[Begin DATA FOR THE TASK]

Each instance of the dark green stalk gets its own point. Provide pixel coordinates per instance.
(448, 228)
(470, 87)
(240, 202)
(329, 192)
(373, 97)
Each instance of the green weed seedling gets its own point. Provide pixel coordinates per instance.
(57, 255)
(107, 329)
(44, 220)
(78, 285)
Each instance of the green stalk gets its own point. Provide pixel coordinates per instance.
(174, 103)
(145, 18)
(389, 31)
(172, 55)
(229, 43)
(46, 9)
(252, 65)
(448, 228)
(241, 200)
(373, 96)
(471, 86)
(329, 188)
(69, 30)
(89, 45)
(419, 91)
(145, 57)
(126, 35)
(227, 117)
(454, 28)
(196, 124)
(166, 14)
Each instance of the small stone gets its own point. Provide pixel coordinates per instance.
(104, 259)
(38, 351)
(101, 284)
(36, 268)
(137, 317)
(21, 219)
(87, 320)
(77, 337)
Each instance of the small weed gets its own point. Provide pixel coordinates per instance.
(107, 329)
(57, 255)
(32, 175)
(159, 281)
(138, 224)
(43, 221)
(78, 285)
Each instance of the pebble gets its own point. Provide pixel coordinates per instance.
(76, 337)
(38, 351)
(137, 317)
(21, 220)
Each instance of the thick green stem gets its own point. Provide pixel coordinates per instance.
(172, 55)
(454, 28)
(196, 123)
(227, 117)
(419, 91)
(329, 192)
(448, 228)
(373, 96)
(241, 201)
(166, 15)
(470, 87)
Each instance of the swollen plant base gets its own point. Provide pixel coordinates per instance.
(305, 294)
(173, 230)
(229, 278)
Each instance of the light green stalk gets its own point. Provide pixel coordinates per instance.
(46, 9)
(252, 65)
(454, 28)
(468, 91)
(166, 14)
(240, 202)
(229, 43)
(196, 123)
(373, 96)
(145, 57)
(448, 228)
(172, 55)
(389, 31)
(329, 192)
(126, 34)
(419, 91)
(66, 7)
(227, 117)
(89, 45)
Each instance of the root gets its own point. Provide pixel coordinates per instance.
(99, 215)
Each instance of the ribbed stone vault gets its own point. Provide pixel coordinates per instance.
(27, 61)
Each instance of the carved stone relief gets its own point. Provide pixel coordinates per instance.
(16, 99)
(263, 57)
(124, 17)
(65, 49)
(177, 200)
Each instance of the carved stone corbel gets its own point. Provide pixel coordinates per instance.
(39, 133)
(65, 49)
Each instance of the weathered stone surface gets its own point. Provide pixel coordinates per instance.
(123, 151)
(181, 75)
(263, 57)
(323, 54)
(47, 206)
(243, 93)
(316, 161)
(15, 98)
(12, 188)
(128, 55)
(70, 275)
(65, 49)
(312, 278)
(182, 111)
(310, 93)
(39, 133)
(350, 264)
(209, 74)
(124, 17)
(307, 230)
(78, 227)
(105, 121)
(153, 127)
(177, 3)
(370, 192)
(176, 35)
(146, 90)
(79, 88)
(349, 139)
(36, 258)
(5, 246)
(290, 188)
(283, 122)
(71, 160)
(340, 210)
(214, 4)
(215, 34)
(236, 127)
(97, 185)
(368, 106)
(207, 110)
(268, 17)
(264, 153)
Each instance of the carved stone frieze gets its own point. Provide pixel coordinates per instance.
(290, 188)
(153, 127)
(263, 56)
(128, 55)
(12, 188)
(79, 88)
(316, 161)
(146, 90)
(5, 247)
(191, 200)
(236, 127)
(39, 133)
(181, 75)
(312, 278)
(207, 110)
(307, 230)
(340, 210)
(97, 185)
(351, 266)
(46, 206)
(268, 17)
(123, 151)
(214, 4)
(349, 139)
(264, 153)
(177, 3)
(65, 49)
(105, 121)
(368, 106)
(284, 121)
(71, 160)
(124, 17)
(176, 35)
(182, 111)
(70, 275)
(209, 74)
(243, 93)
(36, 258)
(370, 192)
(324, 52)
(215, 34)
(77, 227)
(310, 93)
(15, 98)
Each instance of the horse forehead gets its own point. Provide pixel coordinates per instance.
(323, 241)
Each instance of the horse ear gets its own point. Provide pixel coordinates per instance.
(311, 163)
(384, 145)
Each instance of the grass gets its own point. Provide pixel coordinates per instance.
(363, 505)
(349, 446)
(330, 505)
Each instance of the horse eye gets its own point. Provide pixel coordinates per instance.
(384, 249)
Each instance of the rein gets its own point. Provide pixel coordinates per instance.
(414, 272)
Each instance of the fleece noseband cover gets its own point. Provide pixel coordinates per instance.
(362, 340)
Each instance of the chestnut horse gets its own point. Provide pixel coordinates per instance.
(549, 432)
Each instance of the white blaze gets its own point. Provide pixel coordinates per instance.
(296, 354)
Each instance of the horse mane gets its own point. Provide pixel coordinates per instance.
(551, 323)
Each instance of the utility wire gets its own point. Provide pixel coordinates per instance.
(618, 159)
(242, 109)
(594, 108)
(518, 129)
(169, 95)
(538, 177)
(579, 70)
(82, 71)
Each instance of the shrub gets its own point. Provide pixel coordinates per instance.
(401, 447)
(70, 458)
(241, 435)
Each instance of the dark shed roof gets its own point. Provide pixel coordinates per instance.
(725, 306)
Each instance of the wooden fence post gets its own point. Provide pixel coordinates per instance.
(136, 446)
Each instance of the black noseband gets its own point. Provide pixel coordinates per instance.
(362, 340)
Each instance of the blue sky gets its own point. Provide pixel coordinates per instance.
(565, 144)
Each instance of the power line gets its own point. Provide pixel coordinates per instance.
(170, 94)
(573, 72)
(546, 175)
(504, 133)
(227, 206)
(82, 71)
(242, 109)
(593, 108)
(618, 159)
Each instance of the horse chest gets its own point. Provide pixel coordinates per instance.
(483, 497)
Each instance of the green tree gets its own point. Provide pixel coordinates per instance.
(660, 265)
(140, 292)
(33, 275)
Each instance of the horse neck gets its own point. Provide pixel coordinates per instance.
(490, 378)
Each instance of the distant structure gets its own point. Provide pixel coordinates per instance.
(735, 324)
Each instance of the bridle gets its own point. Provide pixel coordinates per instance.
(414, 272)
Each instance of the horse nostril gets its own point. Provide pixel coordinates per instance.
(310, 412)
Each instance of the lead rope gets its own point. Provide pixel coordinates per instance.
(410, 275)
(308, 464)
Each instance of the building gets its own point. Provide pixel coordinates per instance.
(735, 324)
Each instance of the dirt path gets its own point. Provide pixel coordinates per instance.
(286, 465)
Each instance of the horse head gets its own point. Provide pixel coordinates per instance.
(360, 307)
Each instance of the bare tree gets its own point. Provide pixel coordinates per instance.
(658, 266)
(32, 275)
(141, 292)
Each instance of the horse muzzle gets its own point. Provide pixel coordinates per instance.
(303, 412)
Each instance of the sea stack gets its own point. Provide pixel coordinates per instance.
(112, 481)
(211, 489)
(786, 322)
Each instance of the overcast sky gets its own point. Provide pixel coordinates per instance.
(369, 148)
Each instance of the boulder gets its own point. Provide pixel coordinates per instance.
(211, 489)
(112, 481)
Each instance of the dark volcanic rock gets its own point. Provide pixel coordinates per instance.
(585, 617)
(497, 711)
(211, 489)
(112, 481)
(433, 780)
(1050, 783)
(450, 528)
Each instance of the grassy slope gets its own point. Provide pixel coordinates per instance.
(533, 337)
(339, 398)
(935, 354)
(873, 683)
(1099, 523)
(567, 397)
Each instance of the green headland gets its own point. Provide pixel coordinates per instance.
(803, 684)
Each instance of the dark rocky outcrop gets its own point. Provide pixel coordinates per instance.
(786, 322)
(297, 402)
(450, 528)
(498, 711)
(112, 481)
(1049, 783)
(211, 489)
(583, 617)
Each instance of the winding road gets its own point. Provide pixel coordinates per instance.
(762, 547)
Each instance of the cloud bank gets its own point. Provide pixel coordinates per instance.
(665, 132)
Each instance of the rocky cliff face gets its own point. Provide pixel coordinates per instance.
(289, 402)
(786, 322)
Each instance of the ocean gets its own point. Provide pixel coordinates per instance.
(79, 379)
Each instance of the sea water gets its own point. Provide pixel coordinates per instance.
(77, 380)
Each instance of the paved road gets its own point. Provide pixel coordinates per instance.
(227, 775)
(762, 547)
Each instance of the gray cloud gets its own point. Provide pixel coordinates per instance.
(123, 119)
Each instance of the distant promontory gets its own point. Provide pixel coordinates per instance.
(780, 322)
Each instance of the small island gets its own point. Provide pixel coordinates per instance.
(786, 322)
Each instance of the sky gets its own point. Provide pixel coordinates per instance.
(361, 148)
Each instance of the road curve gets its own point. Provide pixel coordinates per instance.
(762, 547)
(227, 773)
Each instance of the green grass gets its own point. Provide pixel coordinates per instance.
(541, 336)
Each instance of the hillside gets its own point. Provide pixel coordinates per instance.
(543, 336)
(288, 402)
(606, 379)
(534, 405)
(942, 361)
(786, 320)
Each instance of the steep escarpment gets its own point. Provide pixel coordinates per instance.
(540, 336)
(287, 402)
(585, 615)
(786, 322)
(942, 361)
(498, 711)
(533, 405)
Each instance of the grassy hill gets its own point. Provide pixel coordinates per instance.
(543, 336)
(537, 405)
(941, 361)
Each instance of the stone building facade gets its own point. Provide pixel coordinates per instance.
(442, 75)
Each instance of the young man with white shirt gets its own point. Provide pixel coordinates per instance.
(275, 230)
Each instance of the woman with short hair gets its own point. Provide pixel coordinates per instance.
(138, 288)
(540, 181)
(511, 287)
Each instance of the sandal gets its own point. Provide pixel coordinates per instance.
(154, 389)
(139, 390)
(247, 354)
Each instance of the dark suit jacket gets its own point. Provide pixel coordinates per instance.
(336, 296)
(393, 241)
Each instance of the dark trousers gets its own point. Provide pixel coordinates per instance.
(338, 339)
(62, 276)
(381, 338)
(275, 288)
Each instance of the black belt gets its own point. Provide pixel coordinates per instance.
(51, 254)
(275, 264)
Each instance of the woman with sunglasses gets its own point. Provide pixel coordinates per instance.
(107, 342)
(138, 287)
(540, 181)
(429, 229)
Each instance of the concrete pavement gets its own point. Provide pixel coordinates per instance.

[End DATA FOR THE TASK]

(TASK GOAL) Starting at the line that has "Each instance of the black belt" and continuing through the last of the rows, rewrite those lines as a numbered list. Include both ends and skip any blank lines.

(RESPONSE TO THE TASK)
1. Each instance of the black belt gets its own point. Provide pixel coordinates per instance.
2. (51, 254)
3. (275, 264)
4. Each instance of the woman with sunglasses gets its own point. Provide pixel coordinates per instance.
5. (107, 342)
6. (138, 287)
7. (540, 181)
8. (429, 229)
9. Each instance of the concrete pavement gets its own point. Provide pixel coordinates per instance.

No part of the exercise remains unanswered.